WRITTEN PROBLEM: In the listing, turn the lines from the one containing "dress sits within it." through the one containing "[0,497,1007,683]", inclusive, into a numbered list, leaving out any blank lines.

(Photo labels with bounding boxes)
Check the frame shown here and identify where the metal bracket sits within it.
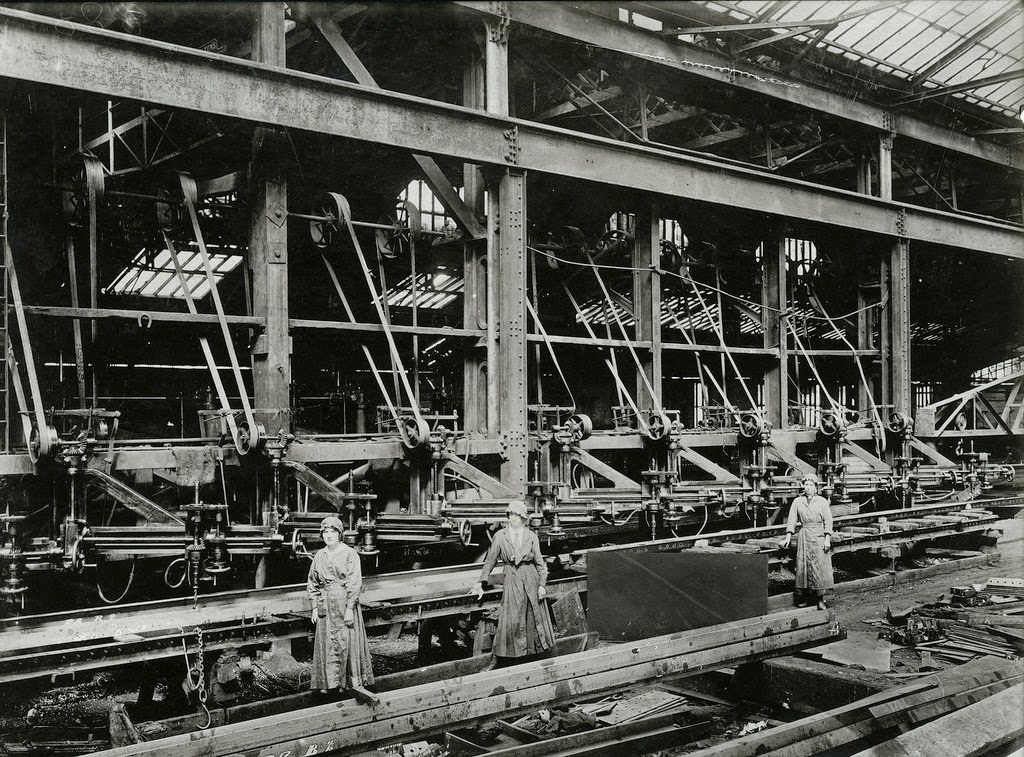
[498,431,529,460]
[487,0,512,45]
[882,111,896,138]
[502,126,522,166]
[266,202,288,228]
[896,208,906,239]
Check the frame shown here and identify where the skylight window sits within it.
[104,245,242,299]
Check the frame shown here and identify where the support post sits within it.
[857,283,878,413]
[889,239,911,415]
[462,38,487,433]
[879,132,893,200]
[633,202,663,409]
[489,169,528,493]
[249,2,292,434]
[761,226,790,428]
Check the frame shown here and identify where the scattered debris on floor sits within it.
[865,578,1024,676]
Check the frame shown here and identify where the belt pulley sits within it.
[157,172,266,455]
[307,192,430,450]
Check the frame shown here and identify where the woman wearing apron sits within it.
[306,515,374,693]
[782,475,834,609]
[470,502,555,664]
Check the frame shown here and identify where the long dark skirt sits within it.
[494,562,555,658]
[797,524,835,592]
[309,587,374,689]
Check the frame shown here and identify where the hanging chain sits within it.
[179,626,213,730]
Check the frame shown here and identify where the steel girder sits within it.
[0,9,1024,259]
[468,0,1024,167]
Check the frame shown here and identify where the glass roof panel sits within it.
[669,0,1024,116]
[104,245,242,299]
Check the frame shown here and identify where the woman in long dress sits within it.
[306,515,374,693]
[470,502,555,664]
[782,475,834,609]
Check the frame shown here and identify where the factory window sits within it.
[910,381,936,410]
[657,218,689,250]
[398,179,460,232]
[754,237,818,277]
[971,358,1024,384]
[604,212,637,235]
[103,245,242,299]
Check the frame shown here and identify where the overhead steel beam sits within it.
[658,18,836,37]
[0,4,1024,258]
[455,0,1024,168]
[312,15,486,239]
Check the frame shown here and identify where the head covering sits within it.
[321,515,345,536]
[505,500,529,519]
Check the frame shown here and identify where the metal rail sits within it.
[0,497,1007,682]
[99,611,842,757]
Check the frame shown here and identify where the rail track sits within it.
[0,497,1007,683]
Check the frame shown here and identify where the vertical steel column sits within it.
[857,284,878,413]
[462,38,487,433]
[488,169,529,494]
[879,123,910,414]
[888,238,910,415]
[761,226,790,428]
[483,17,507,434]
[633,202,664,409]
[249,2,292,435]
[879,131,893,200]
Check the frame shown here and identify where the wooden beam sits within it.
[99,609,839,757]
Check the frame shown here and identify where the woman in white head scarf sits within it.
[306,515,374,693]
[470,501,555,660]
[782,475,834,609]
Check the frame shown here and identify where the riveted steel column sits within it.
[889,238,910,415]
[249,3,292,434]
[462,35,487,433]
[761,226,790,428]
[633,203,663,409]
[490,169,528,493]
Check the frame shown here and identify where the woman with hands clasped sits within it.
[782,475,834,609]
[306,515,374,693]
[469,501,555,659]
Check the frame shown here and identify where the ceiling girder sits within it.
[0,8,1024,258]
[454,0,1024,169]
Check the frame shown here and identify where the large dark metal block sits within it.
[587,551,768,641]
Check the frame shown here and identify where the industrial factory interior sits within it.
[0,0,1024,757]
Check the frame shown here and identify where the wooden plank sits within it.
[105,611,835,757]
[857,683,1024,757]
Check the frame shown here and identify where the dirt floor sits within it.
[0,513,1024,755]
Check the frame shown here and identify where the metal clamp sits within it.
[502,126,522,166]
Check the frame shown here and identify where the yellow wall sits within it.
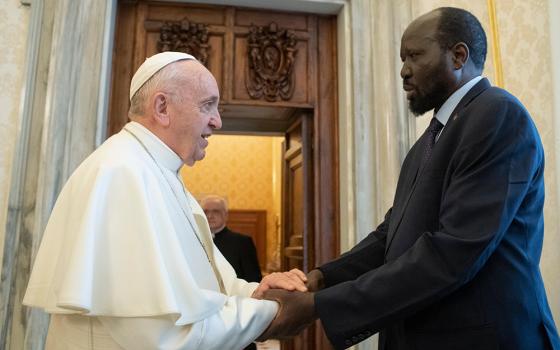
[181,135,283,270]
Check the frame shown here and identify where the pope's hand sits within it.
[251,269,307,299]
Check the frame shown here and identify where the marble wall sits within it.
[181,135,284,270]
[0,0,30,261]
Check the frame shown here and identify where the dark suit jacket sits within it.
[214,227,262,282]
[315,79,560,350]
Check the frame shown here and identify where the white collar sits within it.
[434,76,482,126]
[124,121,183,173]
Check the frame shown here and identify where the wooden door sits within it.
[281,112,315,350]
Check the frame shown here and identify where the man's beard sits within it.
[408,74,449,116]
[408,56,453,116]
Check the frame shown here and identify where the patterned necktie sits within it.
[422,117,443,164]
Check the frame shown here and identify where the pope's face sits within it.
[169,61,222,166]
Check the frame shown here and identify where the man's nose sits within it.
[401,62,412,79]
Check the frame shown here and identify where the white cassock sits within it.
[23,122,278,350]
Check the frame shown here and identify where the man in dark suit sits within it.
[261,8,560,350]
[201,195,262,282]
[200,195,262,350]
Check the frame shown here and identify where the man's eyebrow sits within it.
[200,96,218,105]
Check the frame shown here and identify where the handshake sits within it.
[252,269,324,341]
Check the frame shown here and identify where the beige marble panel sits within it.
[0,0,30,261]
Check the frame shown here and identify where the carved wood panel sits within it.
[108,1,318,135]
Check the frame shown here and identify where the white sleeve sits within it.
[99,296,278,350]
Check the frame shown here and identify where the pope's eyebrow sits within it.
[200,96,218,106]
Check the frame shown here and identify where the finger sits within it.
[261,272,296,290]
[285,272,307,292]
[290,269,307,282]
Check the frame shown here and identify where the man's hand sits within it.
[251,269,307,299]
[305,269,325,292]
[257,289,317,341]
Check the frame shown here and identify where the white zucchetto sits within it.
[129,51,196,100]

COMPLETED EXERCISE:
1. Check the frame shown here and identify where the woman in long dress sits within it.
2. [306,515,374,693]
3. [470,502,555,664]
4. [782,475,834,609]
5. Check the frame shown here and identify where the factory window sits within it.
6. [910,381,936,410]
7. [657,218,689,250]
8. [398,179,460,232]
9. [754,237,818,277]
10. [971,358,1024,384]
11. [604,212,637,235]
12. [103,245,242,299]
13. Check the frame shown here and identify where the overhead steel beam sits within it.
14. [658,18,836,37]
15. [0,4,1024,258]
16. [455,0,1024,168]
17. [312,15,486,239]
18. Check the frame shown here and identify where the head covering sits within it.
19. [321,515,345,536]
20. [505,500,529,519]
21. Check the frame shown here and identify where the metal rail sits within it.
22. [0,497,1007,682]
23. [99,611,842,757]
24. Check the frame shown here and identify where the rail track sits within it.
25. [0,497,1007,683]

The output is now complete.